■ **Task to complete**
The records that follow must be printed exactly as they are.

::: Excerpted data :::

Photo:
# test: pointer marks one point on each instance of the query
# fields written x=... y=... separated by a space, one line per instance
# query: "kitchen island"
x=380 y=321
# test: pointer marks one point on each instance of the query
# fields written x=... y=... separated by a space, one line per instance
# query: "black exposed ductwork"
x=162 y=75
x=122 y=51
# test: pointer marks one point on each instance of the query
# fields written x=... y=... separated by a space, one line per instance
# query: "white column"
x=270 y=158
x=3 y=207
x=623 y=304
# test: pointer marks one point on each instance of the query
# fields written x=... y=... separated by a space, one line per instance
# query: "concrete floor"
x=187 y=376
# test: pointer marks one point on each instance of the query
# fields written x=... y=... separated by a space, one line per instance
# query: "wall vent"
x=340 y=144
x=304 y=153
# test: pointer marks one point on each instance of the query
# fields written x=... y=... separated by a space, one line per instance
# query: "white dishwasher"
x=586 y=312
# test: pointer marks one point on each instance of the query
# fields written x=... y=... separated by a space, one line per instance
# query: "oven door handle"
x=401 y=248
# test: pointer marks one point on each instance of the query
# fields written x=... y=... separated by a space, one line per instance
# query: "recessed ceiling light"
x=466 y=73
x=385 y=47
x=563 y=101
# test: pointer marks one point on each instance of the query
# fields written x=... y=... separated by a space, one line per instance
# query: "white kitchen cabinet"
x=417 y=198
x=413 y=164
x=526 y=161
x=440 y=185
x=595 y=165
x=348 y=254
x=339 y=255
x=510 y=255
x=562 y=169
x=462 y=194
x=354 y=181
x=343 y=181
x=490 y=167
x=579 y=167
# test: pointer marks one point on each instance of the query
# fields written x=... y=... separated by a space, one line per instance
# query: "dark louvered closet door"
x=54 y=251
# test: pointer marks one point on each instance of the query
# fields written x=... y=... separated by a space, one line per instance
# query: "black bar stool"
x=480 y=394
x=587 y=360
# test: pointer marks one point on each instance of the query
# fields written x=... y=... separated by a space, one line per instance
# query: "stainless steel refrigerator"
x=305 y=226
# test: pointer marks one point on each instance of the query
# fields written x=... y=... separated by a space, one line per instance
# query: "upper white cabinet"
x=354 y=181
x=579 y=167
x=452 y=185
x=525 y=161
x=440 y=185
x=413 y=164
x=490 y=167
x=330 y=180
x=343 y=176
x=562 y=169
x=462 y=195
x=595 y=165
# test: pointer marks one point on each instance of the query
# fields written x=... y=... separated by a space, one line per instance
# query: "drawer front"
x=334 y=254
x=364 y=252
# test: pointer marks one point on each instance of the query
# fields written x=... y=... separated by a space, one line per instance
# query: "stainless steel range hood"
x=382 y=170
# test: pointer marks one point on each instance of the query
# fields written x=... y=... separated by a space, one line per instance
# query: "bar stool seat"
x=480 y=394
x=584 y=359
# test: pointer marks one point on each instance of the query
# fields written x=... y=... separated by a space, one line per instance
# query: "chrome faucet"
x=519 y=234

:::

■ **Solution**
Photo:
# test: pointer marks one point on each instance of the query
# fields written x=... y=... separated by a space, one line per instance
# query: "kitchen island"
x=380 y=321
# test: pointer marks one point on each instance of the query
# fields written x=... y=... separated by a space, one line per instance
# query: "black exposed ductwork"
x=162 y=75
x=122 y=51
# test: pointer marks one point on each instance of the query
# fields written x=... y=... separated by a space, one line per instance
# query: "white column"
x=270 y=158
x=3 y=207
x=623 y=304
# test: pointer marks one point on each instance of the query
# fields written x=... y=... separated by a space, one line per instance
# query: "concrete floor"
x=187 y=376
# test: pointer marks one point on each instance of the query
# fields written x=... y=... separated by a space, one line per instance
# query: "wall vent"
x=340 y=144
x=304 y=153
# test: pointer marks one point on each instance of the query
# fields written x=... y=... separated by a space, one line per instance
# query: "white dishwasher"
x=586 y=312
# test: pointer marks one point on each instance of the query
# fields written x=... y=... separated by a space, one line per instance
# query: "oven door handle"
x=401 y=248
# test: pointer marks one point on each instance of the query
# fields written x=... y=... separated by a space, one line per instance
# query: "recessed ceiling light"
x=466 y=73
x=385 y=47
x=563 y=101
# test: pointer marks one point on each instance of the query
# fields written x=... y=... separated by a space, one line per instance
# query: "white kitchen cabinet"
x=417 y=198
x=413 y=164
x=526 y=161
x=440 y=185
x=595 y=165
x=348 y=254
x=339 y=255
x=510 y=255
x=562 y=169
x=462 y=194
x=354 y=181
x=343 y=181
x=490 y=167
x=579 y=167
# test: pointer marks one point on each instance of the query
# fields written x=... y=... separated by a space, one line per instance
# query: "dark louvered closet door"
x=54 y=251
# test: pointer marks one point on each instance of the query
# fields written x=... y=... separated by a space, one line per instance
# query: "black bar stool"
x=480 y=394
x=587 y=360
# test: pointer marks one point on each instance of the query
# fields written x=... y=... separated by a space, one line per instance
# query: "stainless steel refrigerator"
x=305 y=226
# test: pointer marks one point on each instance of the query
# fields written x=... y=... separated by a space, one line per instance
# query: "upper white cabinet"
x=354 y=181
x=579 y=167
x=452 y=185
x=525 y=161
x=440 y=185
x=413 y=164
x=490 y=167
x=330 y=180
x=343 y=176
x=562 y=169
x=462 y=195
x=595 y=165
# test: pointer marks one point on each instance of the query
# fields written x=... y=... separated by a space, one line per instance
# query: "drawer front"
x=334 y=254
x=364 y=252
# test: pointer marks one point on each instance of the query
# fields written x=... y=... separated by a space, one line per instance
# query: "stainless steel range hood"
x=382 y=170
# test: pointer marks one point on each instance of the query
# fields written x=... y=... separated by a space, one line per instance
# query: "bar stool seat"
x=480 y=394
x=584 y=359
# test: pointer marks one point on each instance of the query
# fields written x=... y=... separated by a space, one line per instance
# query: "chrome faucet"
x=519 y=234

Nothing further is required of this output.